__Work instructions__:
Render every line of the listing below as a numbered list, leaving out any blank lines.

[Rows from a pointing dataset]
⁂

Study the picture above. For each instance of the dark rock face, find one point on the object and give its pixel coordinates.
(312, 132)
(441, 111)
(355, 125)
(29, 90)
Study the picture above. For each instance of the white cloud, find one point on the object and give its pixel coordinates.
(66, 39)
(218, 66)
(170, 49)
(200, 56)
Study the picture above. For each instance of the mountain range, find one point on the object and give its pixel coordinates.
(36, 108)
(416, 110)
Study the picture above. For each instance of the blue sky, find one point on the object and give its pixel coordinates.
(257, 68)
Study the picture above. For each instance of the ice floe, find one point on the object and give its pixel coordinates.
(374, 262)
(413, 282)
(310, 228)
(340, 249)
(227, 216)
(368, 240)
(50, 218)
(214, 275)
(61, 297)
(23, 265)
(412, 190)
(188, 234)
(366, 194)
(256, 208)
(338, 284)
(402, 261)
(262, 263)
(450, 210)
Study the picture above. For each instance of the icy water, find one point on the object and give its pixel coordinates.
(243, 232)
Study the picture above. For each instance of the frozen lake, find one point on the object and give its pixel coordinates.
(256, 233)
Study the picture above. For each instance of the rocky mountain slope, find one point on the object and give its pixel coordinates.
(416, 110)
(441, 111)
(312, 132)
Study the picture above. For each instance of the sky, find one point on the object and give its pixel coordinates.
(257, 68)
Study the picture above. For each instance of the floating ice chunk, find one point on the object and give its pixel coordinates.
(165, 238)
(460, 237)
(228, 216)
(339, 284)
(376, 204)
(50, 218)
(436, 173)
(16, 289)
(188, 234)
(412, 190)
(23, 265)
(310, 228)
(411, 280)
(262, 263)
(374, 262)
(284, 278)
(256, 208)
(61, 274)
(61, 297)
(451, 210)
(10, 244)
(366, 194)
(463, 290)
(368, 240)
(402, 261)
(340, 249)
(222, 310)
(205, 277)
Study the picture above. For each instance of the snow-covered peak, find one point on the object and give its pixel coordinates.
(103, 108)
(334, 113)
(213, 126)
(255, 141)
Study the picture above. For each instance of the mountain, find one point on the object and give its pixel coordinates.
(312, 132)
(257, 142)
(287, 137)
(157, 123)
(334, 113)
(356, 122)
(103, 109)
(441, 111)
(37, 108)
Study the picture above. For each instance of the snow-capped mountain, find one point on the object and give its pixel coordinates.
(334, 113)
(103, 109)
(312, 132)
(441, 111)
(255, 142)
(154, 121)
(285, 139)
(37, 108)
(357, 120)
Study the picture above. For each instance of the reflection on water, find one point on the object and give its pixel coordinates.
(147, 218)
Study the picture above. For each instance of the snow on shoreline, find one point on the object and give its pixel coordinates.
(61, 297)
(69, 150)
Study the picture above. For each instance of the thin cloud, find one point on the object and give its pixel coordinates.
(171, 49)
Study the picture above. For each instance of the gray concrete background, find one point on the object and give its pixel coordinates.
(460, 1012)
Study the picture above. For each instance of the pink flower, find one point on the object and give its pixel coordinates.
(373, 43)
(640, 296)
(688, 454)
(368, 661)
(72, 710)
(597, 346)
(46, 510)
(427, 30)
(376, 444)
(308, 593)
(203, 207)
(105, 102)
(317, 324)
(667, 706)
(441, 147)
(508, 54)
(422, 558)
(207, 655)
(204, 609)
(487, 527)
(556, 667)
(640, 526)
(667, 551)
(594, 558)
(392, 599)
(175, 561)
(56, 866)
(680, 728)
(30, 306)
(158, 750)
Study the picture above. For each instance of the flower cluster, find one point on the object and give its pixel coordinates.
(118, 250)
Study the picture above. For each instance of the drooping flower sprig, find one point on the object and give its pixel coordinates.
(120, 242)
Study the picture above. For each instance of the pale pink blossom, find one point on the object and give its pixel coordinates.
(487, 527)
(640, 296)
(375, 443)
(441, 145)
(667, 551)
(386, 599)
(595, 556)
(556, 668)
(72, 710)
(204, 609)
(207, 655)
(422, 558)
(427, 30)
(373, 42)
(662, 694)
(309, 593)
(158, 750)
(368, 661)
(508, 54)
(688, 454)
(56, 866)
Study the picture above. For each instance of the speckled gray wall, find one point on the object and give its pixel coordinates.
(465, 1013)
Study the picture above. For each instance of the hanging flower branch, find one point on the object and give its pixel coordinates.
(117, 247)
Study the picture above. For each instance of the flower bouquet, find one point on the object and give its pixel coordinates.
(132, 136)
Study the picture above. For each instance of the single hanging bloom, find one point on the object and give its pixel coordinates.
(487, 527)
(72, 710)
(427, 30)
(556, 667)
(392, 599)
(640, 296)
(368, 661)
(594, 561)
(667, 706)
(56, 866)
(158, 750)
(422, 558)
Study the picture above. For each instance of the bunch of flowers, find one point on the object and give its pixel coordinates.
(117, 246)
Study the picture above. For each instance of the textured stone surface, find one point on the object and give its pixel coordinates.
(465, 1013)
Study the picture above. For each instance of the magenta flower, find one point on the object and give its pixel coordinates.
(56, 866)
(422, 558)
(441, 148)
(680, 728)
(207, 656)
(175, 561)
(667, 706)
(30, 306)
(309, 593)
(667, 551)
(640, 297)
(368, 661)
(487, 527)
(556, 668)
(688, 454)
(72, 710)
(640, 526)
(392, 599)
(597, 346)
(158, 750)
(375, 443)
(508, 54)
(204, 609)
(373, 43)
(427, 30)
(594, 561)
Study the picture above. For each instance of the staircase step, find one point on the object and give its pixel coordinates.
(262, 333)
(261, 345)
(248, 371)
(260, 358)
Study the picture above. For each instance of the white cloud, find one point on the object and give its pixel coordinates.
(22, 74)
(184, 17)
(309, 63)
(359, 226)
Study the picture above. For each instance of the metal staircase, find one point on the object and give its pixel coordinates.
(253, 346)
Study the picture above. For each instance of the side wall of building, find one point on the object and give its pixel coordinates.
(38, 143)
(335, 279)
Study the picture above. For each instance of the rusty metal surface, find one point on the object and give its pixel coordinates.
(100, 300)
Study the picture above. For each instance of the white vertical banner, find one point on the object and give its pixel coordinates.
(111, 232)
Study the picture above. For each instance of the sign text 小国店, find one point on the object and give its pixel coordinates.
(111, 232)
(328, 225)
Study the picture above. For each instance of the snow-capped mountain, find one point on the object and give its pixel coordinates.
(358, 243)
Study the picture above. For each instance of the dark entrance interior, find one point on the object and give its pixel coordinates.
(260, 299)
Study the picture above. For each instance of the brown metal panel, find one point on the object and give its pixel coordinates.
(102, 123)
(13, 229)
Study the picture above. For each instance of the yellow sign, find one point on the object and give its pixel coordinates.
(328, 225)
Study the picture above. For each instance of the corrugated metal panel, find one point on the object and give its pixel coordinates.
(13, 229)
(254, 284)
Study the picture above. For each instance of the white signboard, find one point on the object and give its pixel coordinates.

⁂

__In response__:
1. Study the picture above. For each instance of the dark rock face, find one point on the object and give its pixel coordinates.
2. (312, 132)
3. (441, 111)
4. (355, 125)
5. (29, 90)
6. Study the picture above. For each instance of the white cloud, find one point on the object and give its pixel coordinates.
7. (66, 39)
8. (218, 66)
9. (170, 49)
10. (200, 56)
11. Study the picture above. For each instance of the mountain range, find one point on the object and give its pixel coordinates.
12. (36, 108)
13. (416, 110)
14. Study the picture above. For each instance of the blue sky, find one point on the object and give its pixel coordinates.
15. (257, 68)
16. Study the picture above. For each instance of the ice floe, find one point on the object and give its pixel coordinates.
17. (374, 262)
18. (413, 282)
19. (310, 228)
20. (340, 249)
21. (227, 216)
22. (368, 240)
23. (50, 218)
24. (214, 275)
25. (61, 297)
26. (23, 265)
27. (412, 190)
28. (188, 234)
29. (366, 194)
30. (256, 208)
31. (338, 284)
32. (402, 261)
33. (262, 263)
34. (450, 210)
35. Study the picture above. For each instance of the icy water, find one point on the object and give its pixel coordinates.
36. (243, 232)
37. Study the picture above. For each instance of the frozen lake, find one point on the object and give its pixel coordinates.
38. (256, 233)
39. Study the picture above. For each instance of the rocky mountain slope, find one point on the object and give its pixel coordinates.
40. (416, 110)
41. (441, 111)
42. (312, 132)
43. Study the picture above. For each instance of the sky, find one point on the object and give its pixel coordinates.
44. (257, 68)
45. Study the picture above. For each instance of the floating ice chunk, find one point on the object and give its pixel coordinates.
46. (165, 238)
47. (460, 237)
48. (228, 216)
49. (339, 284)
50. (376, 204)
51. (50, 218)
52. (436, 173)
53. (16, 289)
54. (188, 234)
55. (412, 190)
56. (23, 265)
57. (310, 228)
58. (411, 280)
59. (262, 263)
60. (374, 262)
61. (284, 278)
62. (256, 208)
63. (61, 274)
64. (61, 297)
65. (451, 210)
66. (10, 244)
67. (366, 194)
68. (463, 290)
69. (368, 240)
70. (402, 261)
71. (340, 249)
72. (222, 310)
73. (205, 277)
74. Study the picture above. For each instance of the snow-covered peak, find one point on the object and give its pixel coordinates.
75. (103, 108)
76. (334, 113)
77. (213, 126)
78. (255, 141)
79. Study the picture above. For each instance of the mountain, find one point on the object and give its pixel coordinates.
80. (312, 132)
81. (257, 142)
82. (287, 137)
83. (157, 123)
84. (334, 113)
85. (356, 122)
86. (103, 109)
87. (441, 111)
88. (37, 108)
89. Study the picture above. For each instance of the snow-capped mountain, find one point on the object and give its pixel coordinates.
90. (334, 113)
91. (103, 109)
92. (312, 132)
93. (441, 111)
94. (255, 142)
95. (154, 121)
96. (285, 139)
97. (37, 108)
98. (357, 120)
99. Study the picture above. For each instance of the reflection on water, find one point on the object and give its pixel coordinates.
100. (147, 218)
101. Study the picture above. For each instance of the snow on shoreline, find one point on the object and give its pixel coordinates.
102. (61, 297)
103. (69, 150)
104. Study the picture above. For each instance of the thin cloud, find one point on the object and give its pixel coordinates.
105. (171, 49)
106. Study the picture above. For each instance of the gray concrete background, find one point on the object and give its pixel coordinates.
107. (460, 1012)
108. Study the picture above. For each instance of the pink flower, find one point on the object and give its pixel coordinates.
109. (373, 43)
110. (640, 296)
111. (688, 454)
112. (368, 661)
113. (72, 710)
114. (597, 346)
115. (46, 510)
116. (427, 30)
117. (376, 444)
118. (308, 593)
119. (203, 207)
120. (105, 102)
121. (317, 324)
122. (667, 706)
123. (441, 147)
124. (508, 54)
125. (422, 558)
126. (207, 655)
127. (204, 609)
128. (487, 527)
129. (556, 667)
130. (640, 526)
131. (667, 551)
132. (594, 558)
133. (392, 599)
134. (175, 561)
135. (56, 866)
136. (680, 728)
137. (30, 306)
138. (158, 750)
139. Study the picture above. For each instance of the flower cluster, find one point on the object and give its pixel coordinates.
140. (118, 250)
141. Study the picture above. For each instance of the drooping flower sprig, find one point on the object and give its pixel coordinates.
142. (120, 242)
143. Study the picture above. For each instance of the pale pink blossom, find one point on the object and give its pixel coordinates.
144. (487, 527)
145. (640, 296)
146. (375, 443)
147. (441, 145)
148. (667, 551)
149. (386, 599)
150. (595, 556)
151. (556, 668)
152. (72, 710)
153. (204, 609)
154. (207, 655)
155. (422, 558)
156. (427, 30)
157. (373, 42)
158. (662, 694)
159. (309, 593)
160. (158, 750)
161. (368, 661)
162. (508, 54)
163. (688, 454)
164. (56, 866)
165. Study the picture above. For each instance of the speckled gray wall, find one point on the object and give its pixel coordinates.
166. (465, 1013)
167. Study the picture above. For each instance of the hanging flower branch, find one point on the object and give its pixel coordinates.
168. (117, 247)
169. Study the picture above. For each instance of the flower bouquet, find one point on the object and give its pixel coordinates.
170. (132, 136)
171. Study the picture above. For each instance of the single hanging bloom, find one point on the object and give its pixel coordinates.
172. (487, 527)
173. (72, 710)
174. (427, 30)
175. (556, 667)
176. (392, 599)
177. (640, 296)
178. (368, 661)
179. (594, 561)
180. (667, 706)
181. (56, 866)
182. (158, 750)
183. (422, 558)
184. Study the picture above. For each instance of the bunch of flowers, find one point on the object and give its pixel coordinates.
185. (117, 246)
186. Study the picture above. For each instance of the textured stone surface, find one point on the object and give its pixel coordinates.
187. (465, 1013)
188. Study the picture above. For each instance of the magenta flower, find one point on the object and give its pixel coordinates.
189. (56, 866)
190. (422, 558)
191. (441, 148)
192. (680, 728)
193. (207, 656)
194. (175, 561)
195. (667, 706)
196. (30, 306)
197. (309, 593)
198. (667, 551)
199. (640, 297)
200. (368, 661)
201. (487, 527)
202. (556, 668)
203. (688, 454)
204. (72, 710)
205. (640, 526)
206. (392, 599)
207. (597, 346)
208. (158, 750)
209. (375, 443)
210. (508, 54)
211. (204, 609)
212. (373, 43)
213. (427, 30)
214. (594, 561)
215. Study the picture above. For each instance of the staircase step, find one point on the object and give its pixel coordinates.
216. (262, 333)
217. (261, 345)
218. (248, 371)
219. (260, 358)
220. Study the picture above. For each instance of the white cloud, find one point on the object and give its pixel coordinates.
221. (22, 74)
222. (184, 17)
223. (309, 63)
224. (359, 226)
225. Study the picture above. For each instance of the metal staircase, find one point on the object and give its pixel coordinates.
226. (253, 346)
227. Study the picture above. For each instance of the side wall of building, find one point on the object and give its pixel coordinates.
228. (38, 143)
229. (335, 279)
230. Study the picture above. For each instance of the rusty metal surface, find one point on the object and give its pixel coordinates.
231. (100, 300)
232. Study the picture above. For each instance of the white vertical banner, find one point on the object and give its pixel coordinates.
233. (111, 232)
234. Study the picture above. For each instance of the sign text 小国店, find one point on the object and give its pixel coordinates.
235. (111, 232)
236. (328, 225)
237. Study the picture above. For each instance of the snow-capped mountain, find one point on the object and give its pixel coordinates.
238. (358, 243)
239. Study the picture above. For each instance of the dark entrance interior, find one point on the object and give its pixel coordinates.
240. (260, 299)
241. Study the picture above. For each instance of the brown metal panel, find one point on the object and give its pixel coordinates.
242. (102, 123)
243. (13, 229)
244. Study the picture above. For each instance of the yellow sign, find one point on the object and give its pixel coordinates.
245. (328, 225)
246. Study the picture above. For each instance of the corrugated metal panel, find one point on the object and give its pixel coordinates.
247. (13, 229)
248. (254, 284)
249. Study the picture above. For each instance of the white signboard, find one point on the object and give its pixel coordinates.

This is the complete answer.